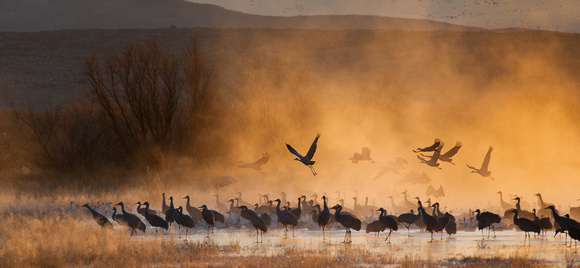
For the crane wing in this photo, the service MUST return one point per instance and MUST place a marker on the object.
(487, 158)
(430, 148)
(312, 149)
(453, 150)
(293, 151)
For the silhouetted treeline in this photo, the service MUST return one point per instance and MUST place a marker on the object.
(145, 107)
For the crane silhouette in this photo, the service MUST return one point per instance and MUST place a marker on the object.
(446, 157)
(99, 218)
(431, 223)
(323, 216)
(154, 220)
(433, 160)
(257, 222)
(525, 225)
(208, 217)
(544, 223)
(306, 160)
(184, 220)
(486, 220)
(133, 221)
(164, 206)
(285, 218)
(408, 218)
(430, 148)
(388, 222)
(484, 170)
(348, 221)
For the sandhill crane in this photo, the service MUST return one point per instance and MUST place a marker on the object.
(99, 218)
(194, 212)
(430, 148)
(285, 218)
(208, 217)
(164, 206)
(119, 218)
(525, 225)
(133, 221)
(388, 222)
(408, 218)
(375, 227)
(446, 157)
(142, 210)
(543, 205)
(364, 156)
(184, 220)
(306, 160)
(483, 171)
(486, 219)
(257, 165)
(154, 220)
(433, 160)
(323, 216)
(431, 223)
(544, 223)
(348, 221)
(257, 222)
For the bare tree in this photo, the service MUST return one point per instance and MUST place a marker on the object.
(149, 96)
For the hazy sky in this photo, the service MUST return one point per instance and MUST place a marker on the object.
(557, 15)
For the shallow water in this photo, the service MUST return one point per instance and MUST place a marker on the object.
(507, 243)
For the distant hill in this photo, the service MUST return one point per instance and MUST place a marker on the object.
(47, 15)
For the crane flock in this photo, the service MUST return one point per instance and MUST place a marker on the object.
(263, 215)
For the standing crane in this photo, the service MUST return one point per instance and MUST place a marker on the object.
(388, 222)
(285, 218)
(133, 221)
(306, 160)
(409, 218)
(154, 220)
(486, 219)
(431, 223)
(208, 217)
(348, 221)
(525, 225)
(99, 218)
(257, 222)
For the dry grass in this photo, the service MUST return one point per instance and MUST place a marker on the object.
(34, 234)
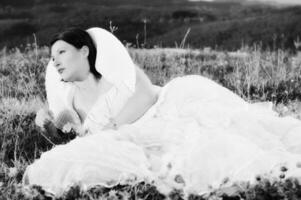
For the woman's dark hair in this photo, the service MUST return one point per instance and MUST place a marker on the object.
(79, 38)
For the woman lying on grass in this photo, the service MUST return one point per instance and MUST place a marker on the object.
(192, 134)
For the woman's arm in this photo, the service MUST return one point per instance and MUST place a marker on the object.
(146, 94)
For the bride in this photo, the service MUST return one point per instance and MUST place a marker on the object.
(191, 134)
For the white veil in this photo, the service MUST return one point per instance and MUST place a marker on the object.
(113, 62)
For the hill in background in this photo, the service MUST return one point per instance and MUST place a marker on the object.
(221, 24)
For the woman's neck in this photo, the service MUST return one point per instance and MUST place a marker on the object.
(90, 83)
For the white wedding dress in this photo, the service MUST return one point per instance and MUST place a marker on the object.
(197, 135)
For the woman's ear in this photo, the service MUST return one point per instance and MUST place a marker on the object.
(85, 51)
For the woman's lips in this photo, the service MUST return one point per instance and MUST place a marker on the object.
(61, 70)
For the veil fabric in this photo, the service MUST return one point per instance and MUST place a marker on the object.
(113, 62)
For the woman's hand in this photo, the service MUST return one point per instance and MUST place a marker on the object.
(44, 117)
(76, 128)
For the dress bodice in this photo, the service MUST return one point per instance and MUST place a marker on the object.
(106, 106)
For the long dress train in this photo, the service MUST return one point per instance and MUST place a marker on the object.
(197, 135)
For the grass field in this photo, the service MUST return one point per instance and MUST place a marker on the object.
(252, 73)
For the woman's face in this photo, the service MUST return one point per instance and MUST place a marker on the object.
(71, 63)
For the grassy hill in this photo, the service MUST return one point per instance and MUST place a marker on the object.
(223, 24)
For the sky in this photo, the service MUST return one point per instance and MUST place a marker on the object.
(283, 2)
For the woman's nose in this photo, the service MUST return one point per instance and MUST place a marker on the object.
(56, 62)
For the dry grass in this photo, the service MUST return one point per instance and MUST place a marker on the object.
(253, 74)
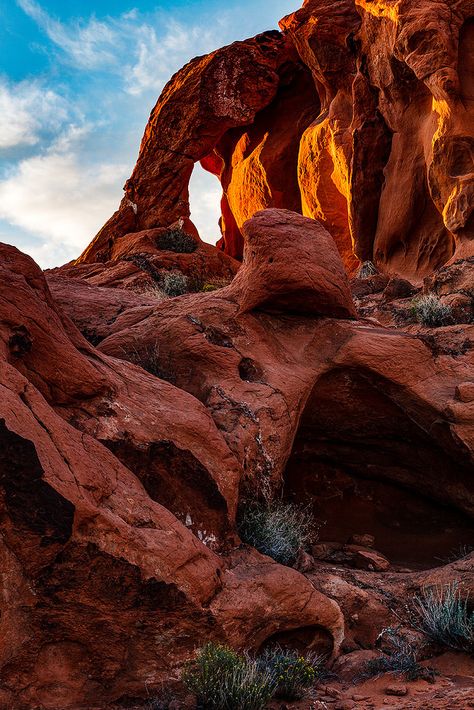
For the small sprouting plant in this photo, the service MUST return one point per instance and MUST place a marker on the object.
(430, 311)
(276, 529)
(217, 283)
(293, 673)
(366, 269)
(223, 679)
(178, 241)
(175, 283)
(398, 658)
(445, 617)
(152, 291)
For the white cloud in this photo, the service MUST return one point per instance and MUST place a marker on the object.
(144, 55)
(89, 44)
(205, 194)
(26, 109)
(56, 197)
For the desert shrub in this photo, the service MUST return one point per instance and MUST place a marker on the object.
(147, 356)
(399, 658)
(152, 291)
(276, 529)
(178, 241)
(293, 673)
(430, 311)
(225, 680)
(445, 617)
(174, 283)
(366, 269)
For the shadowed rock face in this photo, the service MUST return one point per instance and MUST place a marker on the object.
(131, 429)
(359, 115)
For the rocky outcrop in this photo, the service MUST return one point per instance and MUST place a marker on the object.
(123, 465)
(359, 115)
(118, 492)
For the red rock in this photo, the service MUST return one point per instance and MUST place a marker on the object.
(377, 149)
(370, 559)
(94, 560)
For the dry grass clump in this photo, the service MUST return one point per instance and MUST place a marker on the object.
(430, 311)
(446, 617)
(276, 529)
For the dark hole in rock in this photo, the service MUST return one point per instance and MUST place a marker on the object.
(20, 342)
(176, 479)
(250, 371)
(31, 503)
(367, 468)
(218, 337)
(305, 638)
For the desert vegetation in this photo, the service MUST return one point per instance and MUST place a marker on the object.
(223, 679)
(177, 241)
(445, 616)
(276, 528)
(398, 657)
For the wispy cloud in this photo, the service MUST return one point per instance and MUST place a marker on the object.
(27, 109)
(56, 196)
(144, 53)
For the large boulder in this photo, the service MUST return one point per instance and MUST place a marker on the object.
(291, 263)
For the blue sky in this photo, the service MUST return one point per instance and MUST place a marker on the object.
(78, 79)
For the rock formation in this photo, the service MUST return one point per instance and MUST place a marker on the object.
(362, 119)
(134, 426)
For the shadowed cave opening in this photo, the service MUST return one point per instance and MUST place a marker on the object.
(365, 467)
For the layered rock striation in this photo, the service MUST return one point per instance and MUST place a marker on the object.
(359, 114)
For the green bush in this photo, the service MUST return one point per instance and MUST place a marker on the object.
(366, 269)
(293, 673)
(445, 617)
(175, 283)
(398, 658)
(276, 529)
(223, 679)
(430, 311)
(178, 241)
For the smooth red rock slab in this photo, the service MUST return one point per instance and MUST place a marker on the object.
(291, 263)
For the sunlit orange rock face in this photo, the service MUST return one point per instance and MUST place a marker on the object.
(360, 114)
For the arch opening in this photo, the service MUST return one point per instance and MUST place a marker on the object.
(205, 193)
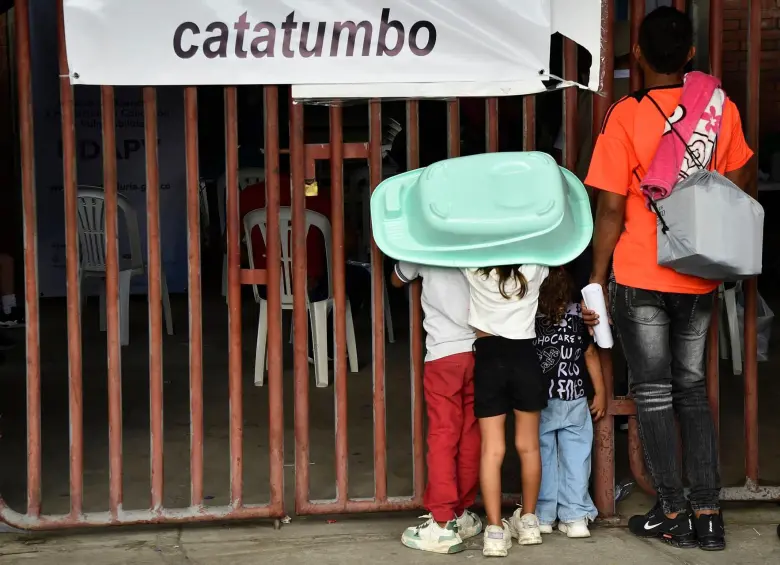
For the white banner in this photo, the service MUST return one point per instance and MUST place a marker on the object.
(579, 20)
(187, 42)
(131, 162)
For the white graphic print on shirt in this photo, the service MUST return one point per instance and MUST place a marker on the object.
(561, 349)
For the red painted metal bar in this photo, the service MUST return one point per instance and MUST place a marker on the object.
(491, 119)
(137, 517)
(636, 458)
(716, 37)
(415, 323)
(378, 313)
(112, 303)
(339, 300)
(300, 318)
(453, 128)
(32, 337)
(750, 286)
(273, 288)
(195, 304)
(233, 222)
(529, 123)
(570, 105)
(155, 295)
(636, 14)
(713, 358)
(75, 394)
(604, 433)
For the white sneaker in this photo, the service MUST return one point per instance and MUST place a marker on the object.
(497, 541)
(431, 537)
(525, 528)
(577, 529)
(469, 525)
(545, 529)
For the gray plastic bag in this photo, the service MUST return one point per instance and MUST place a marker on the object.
(709, 228)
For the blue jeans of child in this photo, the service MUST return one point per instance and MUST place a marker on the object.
(566, 441)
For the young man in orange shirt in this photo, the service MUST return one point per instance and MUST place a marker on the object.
(662, 316)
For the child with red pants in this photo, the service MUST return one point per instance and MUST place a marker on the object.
(453, 430)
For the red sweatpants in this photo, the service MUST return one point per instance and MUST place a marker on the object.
(453, 436)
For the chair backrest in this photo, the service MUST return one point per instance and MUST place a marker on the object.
(92, 229)
(258, 219)
(246, 177)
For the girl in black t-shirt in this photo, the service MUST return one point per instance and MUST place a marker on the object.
(570, 362)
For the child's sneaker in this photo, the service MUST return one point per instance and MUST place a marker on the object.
(433, 538)
(497, 540)
(469, 525)
(525, 528)
(577, 529)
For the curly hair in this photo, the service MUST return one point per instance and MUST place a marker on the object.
(505, 274)
(555, 294)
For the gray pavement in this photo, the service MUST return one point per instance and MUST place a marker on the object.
(375, 540)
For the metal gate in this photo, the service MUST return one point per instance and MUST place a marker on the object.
(303, 157)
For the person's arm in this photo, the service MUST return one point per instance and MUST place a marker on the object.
(404, 273)
(598, 407)
(742, 176)
(610, 218)
(739, 163)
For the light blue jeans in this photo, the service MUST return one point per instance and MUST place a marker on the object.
(566, 441)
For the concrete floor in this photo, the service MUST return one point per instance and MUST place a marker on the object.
(358, 540)
(256, 473)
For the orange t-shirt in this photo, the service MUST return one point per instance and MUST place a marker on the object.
(624, 151)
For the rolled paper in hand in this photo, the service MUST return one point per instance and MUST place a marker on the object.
(593, 295)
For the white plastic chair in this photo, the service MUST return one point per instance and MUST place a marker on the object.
(359, 192)
(318, 311)
(246, 177)
(92, 245)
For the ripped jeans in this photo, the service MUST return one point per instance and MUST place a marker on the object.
(664, 337)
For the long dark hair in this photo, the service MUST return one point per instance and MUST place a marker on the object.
(505, 274)
(555, 294)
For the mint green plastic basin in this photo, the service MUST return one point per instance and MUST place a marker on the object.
(490, 209)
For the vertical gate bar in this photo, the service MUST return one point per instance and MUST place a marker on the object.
(155, 295)
(713, 360)
(529, 123)
(636, 15)
(570, 105)
(604, 441)
(27, 154)
(339, 300)
(274, 290)
(716, 37)
(234, 298)
(713, 357)
(751, 288)
(415, 321)
(111, 212)
(492, 124)
(194, 298)
(300, 317)
(378, 317)
(75, 382)
(453, 128)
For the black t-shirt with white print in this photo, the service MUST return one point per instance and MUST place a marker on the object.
(561, 349)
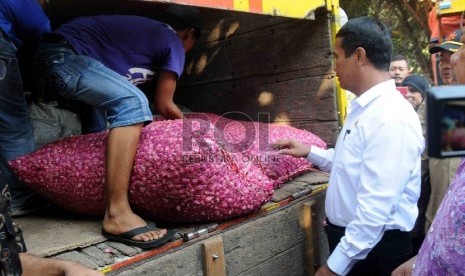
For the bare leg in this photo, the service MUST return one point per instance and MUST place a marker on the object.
(120, 153)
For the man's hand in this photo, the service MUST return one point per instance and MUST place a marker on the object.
(325, 271)
(405, 269)
(291, 147)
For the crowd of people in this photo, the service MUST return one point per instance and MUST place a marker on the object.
(371, 209)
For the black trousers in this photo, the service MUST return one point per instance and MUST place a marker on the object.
(391, 251)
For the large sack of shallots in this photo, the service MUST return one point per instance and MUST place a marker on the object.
(185, 171)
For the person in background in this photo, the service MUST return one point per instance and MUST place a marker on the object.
(440, 28)
(417, 86)
(442, 170)
(98, 61)
(444, 51)
(371, 201)
(442, 250)
(399, 68)
(22, 24)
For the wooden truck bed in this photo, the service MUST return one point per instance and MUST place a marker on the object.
(271, 241)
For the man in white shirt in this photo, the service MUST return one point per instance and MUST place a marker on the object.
(374, 184)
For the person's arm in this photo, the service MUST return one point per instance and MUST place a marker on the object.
(405, 269)
(321, 158)
(33, 265)
(164, 94)
(386, 187)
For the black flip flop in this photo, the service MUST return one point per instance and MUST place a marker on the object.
(126, 238)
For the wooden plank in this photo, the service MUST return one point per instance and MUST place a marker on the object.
(213, 257)
(311, 238)
(271, 245)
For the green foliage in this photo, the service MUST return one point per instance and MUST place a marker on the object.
(408, 21)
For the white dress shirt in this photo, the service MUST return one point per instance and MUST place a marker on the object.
(374, 182)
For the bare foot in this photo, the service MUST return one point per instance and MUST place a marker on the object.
(125, 222)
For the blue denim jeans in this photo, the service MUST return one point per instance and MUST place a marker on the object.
(16, 136)
(114, 101)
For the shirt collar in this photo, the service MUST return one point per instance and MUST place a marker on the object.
(374, 92)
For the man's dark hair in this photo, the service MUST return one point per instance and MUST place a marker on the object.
(370, 34)
(398, 57)
(181, 17)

◆ **REQUIREMENTS**:
From the line containing "For the black flip" to the last line of the material, please quote every line exactly and only those.

◆ **SOLVED EXERCISE**:
For the black flip flop in this photo, the service MUST return one point per instance and MUST place a marker on the object.
(126, 238)
For the wooden plank in this photo, the service MUST return one point per instance and MUST place a marker on the object.
(213, 257)
(311, 238)
(271, 245)
For the green foliage in this photo, the service MUST return one point per instance and MUST place a marker on the object.
(408, 21)
For the white dress shirt in this photo, the service MUST return one point per instance and MUST place a marker on the object.
(374, 182)
For the bare foot in this photo, the service MUST return one point per instance and MUST place a marker on the object.
(125, 222)
For the blue denim jeans in this photo, the service MUST return one point per instance and MUST place a marker on the object.
(16, 136)
(114, 101)
For the shirt collar in this photo, the service MUST return one point per instance and MUST place a marker on the object.
(374, 92)
For the man's dark hair in this photo, the service MUST return one point per instance and MUST place a marker on the object.
(370, 34)
(398, 57)
(181, 17)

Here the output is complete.